§ WORK TO BE COMPLETED
Please write out each of the records below word for word, with no changes.

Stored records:
□ □ □ □ □

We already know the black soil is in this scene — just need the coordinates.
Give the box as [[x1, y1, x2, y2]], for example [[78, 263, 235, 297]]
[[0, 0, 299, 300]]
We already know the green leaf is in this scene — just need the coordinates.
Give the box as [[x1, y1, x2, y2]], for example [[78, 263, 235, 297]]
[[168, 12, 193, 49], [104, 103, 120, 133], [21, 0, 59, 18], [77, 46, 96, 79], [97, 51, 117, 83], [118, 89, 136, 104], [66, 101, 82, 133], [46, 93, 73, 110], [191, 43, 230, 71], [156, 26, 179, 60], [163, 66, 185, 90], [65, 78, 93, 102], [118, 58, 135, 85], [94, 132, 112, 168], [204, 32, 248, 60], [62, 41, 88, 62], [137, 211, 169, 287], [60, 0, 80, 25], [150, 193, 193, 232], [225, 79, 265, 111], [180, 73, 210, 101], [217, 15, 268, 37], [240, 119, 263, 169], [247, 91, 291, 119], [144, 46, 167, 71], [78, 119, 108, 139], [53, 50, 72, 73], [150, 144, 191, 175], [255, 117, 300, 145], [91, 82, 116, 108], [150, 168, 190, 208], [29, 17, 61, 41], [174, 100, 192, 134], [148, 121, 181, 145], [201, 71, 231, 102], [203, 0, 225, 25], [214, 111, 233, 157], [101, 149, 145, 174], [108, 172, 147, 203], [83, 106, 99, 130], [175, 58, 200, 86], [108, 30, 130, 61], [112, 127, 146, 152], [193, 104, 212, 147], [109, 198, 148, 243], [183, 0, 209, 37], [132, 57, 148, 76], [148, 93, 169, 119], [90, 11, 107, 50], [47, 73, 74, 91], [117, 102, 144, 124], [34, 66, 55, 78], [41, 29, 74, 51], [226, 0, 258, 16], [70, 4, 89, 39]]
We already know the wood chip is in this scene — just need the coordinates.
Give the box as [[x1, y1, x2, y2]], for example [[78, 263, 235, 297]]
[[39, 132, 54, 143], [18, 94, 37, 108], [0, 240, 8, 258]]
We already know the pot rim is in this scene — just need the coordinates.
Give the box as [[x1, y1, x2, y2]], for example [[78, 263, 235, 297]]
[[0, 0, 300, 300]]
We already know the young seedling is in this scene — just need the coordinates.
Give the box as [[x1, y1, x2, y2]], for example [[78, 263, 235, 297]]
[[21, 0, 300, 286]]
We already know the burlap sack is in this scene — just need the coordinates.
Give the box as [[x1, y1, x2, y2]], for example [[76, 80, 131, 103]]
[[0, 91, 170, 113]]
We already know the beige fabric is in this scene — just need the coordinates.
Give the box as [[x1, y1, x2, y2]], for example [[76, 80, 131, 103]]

□ □ □ □ □

§ ANSWER IN FULL
We already know the black soil is in this scene — just need the coordinates.
Give the box as [[x1, y1, x2, y2]], for example [[78, 263, 235, 297]]
[[0, 0, 299, 300]]
We already know the green leaf is in this scene — just need the coordinates.
Give the box as [[x1, y1, x2, y2]], for example [[78, 263, 235, 297]]
[[168, 12, 193, 49], [104, 103, 120, 133], [21, 0, 59, 18], [77, 46, 96, 79], [97, 51, 117, 83], [118, 89, 136, 104], [66, 101, 82, 133], [46, 93, 73, 110], [191, 43, 230, 71], [156, 26, 179, 60], [163, 66, 185, 90], [65, 78, 93, 102], [118, 58, 135, 85], [94, 132, 112, 168], [204, 32, 248, 60], [62, 41, 88, 62], [137, 211, 169, 287], [60, 0, 80, 25], [150, 193, 193, 232], [225, 79, 265, 111], [180, 73, 210, 101], [217, 15, 268, 37], [240, 119, 263, 169], [247, 91, 291, 119], [144, 46, 167, 71], [78, 119, 108, 139], [53, 50, 72, 73], [150, 144, 191, 175], [255, 117, 300, 145], [91, 82, 116, 108], [150, 168, 190, 208], [29, 17, 61, 41], [174, 100, 192, 134], [148, 121, 181, 145], [201, 71, 231, 102], [203, 0, 225, 25], [214, 111, 233, 157], [101, 149, 145, 174], [108, 172, 147, 203], [83, 106, 99, 130], [175, 58, 200, 86], [108, 30, 130, 61], [112, 127, 146, 152], [193, 104, 212, 147], [109, 198, 148, 243], [183, 0, 209, 37], [132, 57, 148, 76], [148, 93, 169, 119], [90, 11, 107, 50], [47, 73, 74, 91], [117, 102, 144, 124], [34, 66, 55, 78], [41, 29, 74, 51], [226, 0, 258, 16], [70, 4, 89, 39]]
We already know the wood chip is in this scene — just need the coordinates.
Give the box as [[x1, y1, x2, y2]], for example [[78, 263, 235, 297]]
[[39, 132, 54, 143], [18, 94, 37, 108], [0, 240, 8, 258]]
We already know the pot rim is in this scene — just need the coordinates.
Give the box as [[x1, y1, x2, y2]], for example [[78, 263, 235, 297]]
[[0, 0, 300, 300]]
We already know the young seedling is in this scene — just need the coordinates.
Give the box as [[x1, y1, x2, y2]], for example [[78, 263, 235, 297]]
[[21, 0, 300, 286]]
We already know the burlap sack is in this scene — just need the coordinates.
Give the box as [[x1, y1, x2, y2]], for example [[76, 80, 131, 103]]
[[0, 91, 170, 113]]
We already know the beige fabric is in this scene — just need the coordinates.
Give the box as [[x1, y1, x2, y2]], for example [[76, 80, 131, 103]]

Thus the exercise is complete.